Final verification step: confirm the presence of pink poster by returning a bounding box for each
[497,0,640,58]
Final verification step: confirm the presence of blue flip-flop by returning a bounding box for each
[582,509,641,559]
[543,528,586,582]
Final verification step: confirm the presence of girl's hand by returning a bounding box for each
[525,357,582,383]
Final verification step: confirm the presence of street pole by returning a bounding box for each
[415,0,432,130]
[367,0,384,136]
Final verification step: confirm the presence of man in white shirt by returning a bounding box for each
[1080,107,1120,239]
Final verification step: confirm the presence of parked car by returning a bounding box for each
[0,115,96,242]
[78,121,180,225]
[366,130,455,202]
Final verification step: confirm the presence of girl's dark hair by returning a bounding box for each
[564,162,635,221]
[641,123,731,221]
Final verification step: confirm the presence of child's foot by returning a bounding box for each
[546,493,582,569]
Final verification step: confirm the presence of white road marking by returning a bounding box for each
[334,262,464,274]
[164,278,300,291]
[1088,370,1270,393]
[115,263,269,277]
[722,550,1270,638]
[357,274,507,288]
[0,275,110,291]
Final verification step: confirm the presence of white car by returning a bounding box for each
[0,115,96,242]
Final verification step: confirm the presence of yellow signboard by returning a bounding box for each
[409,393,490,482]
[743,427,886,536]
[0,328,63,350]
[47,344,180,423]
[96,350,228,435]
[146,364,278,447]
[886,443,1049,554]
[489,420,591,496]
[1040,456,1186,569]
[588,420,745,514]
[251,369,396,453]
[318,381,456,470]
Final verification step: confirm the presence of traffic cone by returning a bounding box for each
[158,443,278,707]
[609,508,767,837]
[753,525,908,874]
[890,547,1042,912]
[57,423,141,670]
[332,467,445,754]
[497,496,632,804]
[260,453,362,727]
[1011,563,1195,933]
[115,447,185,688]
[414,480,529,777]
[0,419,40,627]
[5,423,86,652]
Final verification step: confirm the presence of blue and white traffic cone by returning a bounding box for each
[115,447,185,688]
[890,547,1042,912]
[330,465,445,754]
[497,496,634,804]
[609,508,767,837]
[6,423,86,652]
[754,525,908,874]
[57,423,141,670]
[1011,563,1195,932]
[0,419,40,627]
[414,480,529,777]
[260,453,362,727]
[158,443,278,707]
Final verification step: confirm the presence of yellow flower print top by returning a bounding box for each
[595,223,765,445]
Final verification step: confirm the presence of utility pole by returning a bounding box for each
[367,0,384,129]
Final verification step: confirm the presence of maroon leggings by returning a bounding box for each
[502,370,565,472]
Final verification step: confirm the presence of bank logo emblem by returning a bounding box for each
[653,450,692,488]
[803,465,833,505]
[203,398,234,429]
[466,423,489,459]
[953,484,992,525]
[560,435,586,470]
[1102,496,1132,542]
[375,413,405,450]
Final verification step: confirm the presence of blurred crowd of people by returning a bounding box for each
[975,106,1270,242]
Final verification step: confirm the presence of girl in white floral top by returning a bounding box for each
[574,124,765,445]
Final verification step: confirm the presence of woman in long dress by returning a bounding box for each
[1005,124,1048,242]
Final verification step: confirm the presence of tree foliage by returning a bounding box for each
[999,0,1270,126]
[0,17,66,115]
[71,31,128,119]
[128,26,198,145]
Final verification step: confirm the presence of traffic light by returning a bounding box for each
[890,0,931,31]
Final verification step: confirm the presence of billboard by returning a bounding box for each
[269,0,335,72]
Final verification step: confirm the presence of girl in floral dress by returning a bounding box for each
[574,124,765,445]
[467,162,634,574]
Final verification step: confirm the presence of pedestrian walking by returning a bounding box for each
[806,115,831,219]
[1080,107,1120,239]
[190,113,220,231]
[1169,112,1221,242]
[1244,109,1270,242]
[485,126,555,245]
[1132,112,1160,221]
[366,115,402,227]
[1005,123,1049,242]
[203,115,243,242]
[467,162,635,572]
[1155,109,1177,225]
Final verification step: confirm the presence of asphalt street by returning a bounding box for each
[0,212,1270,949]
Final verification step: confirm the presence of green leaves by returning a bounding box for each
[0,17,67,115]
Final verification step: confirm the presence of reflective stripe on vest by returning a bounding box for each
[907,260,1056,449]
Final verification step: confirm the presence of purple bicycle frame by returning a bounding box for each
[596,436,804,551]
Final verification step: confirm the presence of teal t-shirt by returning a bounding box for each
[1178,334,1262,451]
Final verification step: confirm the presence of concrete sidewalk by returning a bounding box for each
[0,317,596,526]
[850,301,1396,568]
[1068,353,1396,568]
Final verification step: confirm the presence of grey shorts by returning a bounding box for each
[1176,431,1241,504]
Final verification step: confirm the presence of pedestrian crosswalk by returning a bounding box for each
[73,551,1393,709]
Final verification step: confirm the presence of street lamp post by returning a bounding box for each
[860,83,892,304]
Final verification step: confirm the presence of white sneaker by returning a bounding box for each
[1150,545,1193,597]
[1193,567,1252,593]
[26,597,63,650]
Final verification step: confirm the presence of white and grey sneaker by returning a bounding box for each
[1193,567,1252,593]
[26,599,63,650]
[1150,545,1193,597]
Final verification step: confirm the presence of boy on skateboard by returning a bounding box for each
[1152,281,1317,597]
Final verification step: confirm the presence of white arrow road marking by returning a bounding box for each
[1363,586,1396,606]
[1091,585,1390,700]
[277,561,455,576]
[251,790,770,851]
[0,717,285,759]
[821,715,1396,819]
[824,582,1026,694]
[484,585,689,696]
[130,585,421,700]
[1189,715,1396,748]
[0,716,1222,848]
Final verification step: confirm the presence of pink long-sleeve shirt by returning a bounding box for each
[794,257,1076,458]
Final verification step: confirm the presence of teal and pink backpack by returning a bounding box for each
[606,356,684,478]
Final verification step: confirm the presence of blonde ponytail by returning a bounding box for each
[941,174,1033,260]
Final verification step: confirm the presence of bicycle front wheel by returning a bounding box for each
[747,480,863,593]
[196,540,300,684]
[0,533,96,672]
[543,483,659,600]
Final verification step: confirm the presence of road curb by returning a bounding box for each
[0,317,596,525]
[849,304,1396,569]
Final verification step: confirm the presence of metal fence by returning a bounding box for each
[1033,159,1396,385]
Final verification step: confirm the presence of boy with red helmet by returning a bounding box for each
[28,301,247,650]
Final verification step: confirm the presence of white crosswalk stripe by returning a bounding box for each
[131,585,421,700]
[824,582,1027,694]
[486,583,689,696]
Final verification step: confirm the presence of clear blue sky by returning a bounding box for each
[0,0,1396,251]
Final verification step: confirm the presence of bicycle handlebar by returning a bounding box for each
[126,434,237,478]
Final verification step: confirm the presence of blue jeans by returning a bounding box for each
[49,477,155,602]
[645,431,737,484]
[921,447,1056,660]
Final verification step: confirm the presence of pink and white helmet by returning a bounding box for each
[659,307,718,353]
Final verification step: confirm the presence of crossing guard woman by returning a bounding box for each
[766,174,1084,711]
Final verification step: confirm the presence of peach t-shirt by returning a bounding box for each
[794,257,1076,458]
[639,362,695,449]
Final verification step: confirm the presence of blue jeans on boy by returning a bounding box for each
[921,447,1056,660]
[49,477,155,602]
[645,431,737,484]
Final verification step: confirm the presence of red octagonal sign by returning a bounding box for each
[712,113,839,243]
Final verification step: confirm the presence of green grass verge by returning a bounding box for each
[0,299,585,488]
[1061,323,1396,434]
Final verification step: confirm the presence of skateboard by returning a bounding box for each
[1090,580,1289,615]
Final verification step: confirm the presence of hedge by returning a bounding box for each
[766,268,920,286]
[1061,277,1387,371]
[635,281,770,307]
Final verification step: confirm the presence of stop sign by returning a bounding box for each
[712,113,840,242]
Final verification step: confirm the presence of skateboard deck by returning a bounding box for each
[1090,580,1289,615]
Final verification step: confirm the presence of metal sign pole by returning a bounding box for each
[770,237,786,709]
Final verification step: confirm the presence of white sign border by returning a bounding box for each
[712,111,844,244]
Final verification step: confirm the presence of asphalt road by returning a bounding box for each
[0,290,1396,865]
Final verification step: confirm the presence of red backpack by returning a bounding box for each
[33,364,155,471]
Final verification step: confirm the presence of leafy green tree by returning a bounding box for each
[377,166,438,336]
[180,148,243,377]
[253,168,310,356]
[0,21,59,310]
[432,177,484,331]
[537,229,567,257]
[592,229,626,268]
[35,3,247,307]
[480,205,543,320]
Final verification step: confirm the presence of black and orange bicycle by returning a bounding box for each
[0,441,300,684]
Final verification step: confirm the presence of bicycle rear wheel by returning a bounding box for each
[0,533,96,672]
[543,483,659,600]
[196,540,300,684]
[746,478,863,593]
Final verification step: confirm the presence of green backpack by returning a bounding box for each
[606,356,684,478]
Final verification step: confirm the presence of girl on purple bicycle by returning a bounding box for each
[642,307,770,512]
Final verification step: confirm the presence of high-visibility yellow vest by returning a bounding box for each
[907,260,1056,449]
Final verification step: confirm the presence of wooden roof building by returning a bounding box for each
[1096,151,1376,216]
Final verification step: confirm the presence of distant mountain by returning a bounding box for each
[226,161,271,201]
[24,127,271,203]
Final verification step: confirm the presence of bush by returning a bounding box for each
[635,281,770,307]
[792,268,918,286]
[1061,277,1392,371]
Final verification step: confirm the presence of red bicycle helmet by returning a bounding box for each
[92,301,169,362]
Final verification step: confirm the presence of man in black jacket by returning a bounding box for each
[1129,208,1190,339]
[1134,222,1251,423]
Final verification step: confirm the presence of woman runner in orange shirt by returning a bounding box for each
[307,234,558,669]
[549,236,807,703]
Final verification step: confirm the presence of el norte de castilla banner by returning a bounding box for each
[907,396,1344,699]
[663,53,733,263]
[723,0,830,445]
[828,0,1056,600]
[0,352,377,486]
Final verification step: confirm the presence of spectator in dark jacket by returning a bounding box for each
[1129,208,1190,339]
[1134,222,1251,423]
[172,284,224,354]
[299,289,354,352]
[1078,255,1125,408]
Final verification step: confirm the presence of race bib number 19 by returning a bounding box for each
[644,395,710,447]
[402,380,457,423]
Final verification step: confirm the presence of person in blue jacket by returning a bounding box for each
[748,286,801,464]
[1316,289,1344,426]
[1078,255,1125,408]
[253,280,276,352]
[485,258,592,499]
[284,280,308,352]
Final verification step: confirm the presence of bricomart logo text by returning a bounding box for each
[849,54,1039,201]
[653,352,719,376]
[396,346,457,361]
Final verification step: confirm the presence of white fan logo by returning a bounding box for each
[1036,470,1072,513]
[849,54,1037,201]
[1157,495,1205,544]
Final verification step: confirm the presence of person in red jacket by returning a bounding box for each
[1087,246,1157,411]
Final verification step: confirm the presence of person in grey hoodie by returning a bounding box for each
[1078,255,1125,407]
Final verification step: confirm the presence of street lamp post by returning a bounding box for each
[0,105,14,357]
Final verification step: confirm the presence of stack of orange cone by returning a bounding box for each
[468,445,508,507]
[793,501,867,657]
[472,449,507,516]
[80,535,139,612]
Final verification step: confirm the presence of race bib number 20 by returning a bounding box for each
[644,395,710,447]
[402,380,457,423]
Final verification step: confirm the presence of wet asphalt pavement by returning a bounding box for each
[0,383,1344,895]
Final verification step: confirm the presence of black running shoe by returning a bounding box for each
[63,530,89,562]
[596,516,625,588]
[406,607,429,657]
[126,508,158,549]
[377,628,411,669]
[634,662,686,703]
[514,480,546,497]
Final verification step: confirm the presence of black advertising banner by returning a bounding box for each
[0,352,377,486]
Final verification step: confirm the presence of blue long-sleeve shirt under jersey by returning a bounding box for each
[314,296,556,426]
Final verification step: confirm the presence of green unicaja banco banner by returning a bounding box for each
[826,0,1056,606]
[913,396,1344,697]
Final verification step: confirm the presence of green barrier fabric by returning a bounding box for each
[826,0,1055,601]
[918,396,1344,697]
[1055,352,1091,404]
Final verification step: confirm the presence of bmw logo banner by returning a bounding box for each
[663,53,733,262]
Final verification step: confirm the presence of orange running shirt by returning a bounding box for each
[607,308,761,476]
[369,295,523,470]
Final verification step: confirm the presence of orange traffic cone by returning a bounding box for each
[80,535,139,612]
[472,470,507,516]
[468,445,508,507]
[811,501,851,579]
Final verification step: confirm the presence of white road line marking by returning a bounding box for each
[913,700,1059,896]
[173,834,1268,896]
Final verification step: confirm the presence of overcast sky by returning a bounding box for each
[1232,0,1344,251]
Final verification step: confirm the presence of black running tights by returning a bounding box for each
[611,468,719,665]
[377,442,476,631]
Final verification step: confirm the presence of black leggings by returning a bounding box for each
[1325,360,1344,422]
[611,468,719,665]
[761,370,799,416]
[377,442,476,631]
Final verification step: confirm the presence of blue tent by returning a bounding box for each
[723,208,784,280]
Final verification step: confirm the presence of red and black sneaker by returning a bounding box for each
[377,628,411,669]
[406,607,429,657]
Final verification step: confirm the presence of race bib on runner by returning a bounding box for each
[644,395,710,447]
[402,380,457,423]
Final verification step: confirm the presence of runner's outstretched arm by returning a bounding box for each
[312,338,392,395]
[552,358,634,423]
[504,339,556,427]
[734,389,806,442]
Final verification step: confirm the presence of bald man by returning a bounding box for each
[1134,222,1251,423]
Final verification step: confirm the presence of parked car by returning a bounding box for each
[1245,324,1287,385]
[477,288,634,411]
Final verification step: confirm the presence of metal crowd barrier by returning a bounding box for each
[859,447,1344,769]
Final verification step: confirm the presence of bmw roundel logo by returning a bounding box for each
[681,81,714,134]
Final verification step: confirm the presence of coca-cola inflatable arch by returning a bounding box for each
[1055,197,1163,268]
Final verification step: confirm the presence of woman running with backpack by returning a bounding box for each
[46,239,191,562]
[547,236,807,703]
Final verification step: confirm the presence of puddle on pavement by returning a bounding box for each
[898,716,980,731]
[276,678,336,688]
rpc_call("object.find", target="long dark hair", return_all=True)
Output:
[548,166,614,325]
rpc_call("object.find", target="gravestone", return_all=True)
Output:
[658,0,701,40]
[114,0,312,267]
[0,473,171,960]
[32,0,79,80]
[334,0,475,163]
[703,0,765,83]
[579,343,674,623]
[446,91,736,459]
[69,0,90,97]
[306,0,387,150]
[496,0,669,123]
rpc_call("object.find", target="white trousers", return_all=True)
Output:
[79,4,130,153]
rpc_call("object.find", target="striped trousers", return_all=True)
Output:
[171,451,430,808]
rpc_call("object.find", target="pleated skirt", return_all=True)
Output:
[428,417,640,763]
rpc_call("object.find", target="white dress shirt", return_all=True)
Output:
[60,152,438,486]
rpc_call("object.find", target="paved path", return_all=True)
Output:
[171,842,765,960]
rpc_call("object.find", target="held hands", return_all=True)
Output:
= = = = =
* **PROMPT**: Write out the records again from the line containing "Final verification step: confirm the presence of white car" through the line containing "[5,423,86,652]", with "road cone" swapped in for "traffic cone" and all else left as is.

* **THE COMPLETED TASK**:
Final verification step: confirm the presence of white car by returning a bounding box for each
[0,115,96,242]
Final verification step: confirm the presence of yellow signboard by returning a bounding box for each
[409,393,490,482]
[743,427,886,536]
[0,328,63,350]
[47,344,180,423]
[96,350,228,435]
[146,364,278,447]
[886,443,1049,554]
[489,420,591,496]
[1040,456,1186,569]
[588,420,745,514]
[251,369,396,453]
[318,381,456,470]
Final verification step: confirm the presence of road cone by returning a bounding box for each
[158,443,278,707]
[609,508,767,837]
[753,525,908,874]
[890,547,1042,912]
[57,423,141,670]
[332,467,445,754]
[497,496,632,804]
[260,453,362,727]
[1011,563,1195,933]
[115,447,185,688]
[414,480,529,777]
[0,419,40,627]
[5,423,86,652]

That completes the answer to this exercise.